Stored data
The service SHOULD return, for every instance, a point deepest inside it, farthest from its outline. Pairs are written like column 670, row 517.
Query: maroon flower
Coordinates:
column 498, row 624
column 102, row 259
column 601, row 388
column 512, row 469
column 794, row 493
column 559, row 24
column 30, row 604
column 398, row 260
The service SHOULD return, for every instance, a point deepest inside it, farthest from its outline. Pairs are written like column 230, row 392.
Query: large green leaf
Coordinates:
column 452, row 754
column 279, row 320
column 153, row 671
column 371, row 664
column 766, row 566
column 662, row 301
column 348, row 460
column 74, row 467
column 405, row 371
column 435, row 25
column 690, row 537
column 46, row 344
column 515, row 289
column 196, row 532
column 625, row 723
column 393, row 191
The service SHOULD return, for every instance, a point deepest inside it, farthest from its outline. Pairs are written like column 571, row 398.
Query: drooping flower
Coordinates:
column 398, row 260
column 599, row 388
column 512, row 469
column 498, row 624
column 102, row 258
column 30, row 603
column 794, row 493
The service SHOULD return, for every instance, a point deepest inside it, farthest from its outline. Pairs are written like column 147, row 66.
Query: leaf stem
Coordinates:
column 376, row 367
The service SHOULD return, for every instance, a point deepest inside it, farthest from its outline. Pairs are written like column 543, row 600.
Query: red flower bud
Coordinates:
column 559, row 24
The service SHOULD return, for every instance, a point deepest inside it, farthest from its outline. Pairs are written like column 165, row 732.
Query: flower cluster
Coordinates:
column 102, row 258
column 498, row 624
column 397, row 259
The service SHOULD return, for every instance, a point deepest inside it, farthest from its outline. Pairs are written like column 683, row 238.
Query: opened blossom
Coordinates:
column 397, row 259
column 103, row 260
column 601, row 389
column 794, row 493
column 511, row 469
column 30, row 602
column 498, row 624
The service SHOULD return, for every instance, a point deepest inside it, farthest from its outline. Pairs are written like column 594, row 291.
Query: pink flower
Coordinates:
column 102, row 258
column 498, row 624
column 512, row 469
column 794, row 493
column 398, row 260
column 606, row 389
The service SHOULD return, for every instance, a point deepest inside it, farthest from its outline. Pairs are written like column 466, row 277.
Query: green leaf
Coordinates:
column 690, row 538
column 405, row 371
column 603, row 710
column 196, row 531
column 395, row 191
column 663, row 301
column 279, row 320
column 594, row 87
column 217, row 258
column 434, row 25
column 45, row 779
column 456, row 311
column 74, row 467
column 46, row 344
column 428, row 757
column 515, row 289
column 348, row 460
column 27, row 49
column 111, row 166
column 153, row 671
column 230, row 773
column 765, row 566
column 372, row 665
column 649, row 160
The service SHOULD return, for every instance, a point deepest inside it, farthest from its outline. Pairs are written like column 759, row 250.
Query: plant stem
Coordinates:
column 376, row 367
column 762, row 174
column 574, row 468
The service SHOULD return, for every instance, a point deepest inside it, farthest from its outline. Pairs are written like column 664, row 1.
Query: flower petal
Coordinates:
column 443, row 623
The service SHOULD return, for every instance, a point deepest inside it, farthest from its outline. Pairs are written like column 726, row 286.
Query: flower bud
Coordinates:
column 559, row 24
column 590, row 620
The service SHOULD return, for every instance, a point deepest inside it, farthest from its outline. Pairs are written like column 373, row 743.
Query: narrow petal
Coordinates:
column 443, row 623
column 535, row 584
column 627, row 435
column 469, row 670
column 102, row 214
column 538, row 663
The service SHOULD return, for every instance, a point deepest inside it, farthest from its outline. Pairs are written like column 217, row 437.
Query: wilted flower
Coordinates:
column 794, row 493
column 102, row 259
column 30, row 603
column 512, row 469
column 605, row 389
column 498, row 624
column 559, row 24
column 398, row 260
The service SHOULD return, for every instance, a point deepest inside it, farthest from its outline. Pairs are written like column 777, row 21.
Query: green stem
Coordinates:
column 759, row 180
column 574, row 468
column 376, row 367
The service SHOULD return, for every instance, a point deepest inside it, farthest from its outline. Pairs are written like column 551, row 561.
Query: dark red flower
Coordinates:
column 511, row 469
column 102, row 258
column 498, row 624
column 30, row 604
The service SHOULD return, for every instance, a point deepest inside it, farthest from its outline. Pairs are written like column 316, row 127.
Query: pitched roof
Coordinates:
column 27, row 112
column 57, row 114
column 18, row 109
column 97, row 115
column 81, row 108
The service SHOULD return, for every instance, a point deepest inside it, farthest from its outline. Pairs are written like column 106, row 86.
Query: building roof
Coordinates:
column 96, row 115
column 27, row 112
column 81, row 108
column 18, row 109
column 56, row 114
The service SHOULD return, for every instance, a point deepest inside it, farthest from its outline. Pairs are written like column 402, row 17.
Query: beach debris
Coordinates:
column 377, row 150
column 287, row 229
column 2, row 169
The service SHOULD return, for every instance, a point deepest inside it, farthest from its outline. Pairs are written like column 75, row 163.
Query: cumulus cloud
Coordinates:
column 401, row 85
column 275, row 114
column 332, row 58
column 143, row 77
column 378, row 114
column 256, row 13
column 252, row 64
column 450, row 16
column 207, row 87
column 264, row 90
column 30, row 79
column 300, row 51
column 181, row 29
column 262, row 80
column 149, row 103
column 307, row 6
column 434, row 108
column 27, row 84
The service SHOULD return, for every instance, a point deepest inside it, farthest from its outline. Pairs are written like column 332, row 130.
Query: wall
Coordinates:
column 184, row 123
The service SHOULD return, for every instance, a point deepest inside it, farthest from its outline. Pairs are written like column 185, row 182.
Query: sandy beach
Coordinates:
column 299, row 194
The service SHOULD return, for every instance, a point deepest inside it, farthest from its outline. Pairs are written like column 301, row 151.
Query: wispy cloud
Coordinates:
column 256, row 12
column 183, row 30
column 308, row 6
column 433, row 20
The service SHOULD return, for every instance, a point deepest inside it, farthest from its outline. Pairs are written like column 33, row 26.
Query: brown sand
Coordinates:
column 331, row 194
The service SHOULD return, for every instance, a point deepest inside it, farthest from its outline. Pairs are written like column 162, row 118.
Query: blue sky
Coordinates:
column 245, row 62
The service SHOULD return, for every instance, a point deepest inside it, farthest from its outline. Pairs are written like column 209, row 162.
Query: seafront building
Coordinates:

→ **Assignment**: Lines holding the word "leaf": say how many there are in the data, and nothing more.

→ **Exercise solution**: 3